## Source passage
★ ★ ★ ★ ★ ★ ★

The Manor of Bratton Fleming was a medieval manor estate in Bratton Fleming, Devon, England.
In the Domesday Book of 1086 the manor of "Brotone" was one of over one hundred west country manors held in chief by Robert, Count of Mortain (c. 1031 – 1090), half-brother of William the Conqueror. His tenant in the following of his manors in Devon and Cornwall was one of his knights named "Erchenbald":
Erchenbald is nowhere described in the Domesday Book as Flandrensis, le Fleming or by any other term denoting "of Flanders". Tristram Risdon (died 1640) describes him as Erchenbald Flandrensis in his paragraph concerning the descent of Croyde, which strictly is inaccurate. However, it is certain that he was Flandrensis from the evidence of the names of his descendants. "Stephen son of Erchenbald" occurs in Devon in 1139 and "Erchenbald son of Stephen" occurs as holder of several knight's fees in Devon and Cornwall in the 1166 Liber Niger ("Return of the Barons"). The lands of Robert, Count of Mortain, became the core holdings of the feudal barony of Launceston, and the Fleming family continued to hold most of their manors from that barony, as can be seen from entries in the Book of Fees.

★ ★ ★ ★ ★ ★ ★

## Records supplied
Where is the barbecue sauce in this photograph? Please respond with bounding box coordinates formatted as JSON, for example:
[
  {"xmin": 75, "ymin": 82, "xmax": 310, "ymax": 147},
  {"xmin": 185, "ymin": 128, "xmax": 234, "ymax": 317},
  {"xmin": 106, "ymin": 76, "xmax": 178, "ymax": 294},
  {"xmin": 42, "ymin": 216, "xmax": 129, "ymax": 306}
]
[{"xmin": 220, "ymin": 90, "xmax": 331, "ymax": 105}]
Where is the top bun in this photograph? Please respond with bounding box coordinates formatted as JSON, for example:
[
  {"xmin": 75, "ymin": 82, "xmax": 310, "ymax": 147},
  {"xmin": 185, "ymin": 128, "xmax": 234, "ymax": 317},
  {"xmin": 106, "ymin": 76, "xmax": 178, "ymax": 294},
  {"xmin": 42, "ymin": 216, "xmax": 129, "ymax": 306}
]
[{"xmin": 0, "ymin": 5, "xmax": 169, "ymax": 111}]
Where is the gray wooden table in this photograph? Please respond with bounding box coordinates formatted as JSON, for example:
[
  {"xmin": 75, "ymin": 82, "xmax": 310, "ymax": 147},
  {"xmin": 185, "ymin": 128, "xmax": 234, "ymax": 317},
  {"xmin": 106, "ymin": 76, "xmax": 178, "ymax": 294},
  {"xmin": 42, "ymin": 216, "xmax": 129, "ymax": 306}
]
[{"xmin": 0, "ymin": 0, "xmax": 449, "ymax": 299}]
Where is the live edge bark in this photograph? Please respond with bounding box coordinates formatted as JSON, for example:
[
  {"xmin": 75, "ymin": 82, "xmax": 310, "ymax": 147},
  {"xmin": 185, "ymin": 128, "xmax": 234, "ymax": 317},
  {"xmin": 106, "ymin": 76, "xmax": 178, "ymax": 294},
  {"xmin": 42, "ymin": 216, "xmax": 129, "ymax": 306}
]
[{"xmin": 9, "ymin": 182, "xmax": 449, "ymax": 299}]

★ ★ ★ ★ ★ ★ ★

## Directions
Condense the Bratton Fleming manor text into exactly two sentences.

## Result of this exercise
The Manor of Bratton Fleming was a medieval estate in Devon that the Domesday Book of 1086 records as held in chief by Robert, Count of Mortain, half-brother of William the Conqueror, with a knight named Erchenbald as his tenant. Domesday never describes Erchenbald as "of Flanders," but the names of his descendants make it certain that he was, and the Fleming family went on to hold most of their manors from the feudal barony of Launceston, which grew from the Count's lands.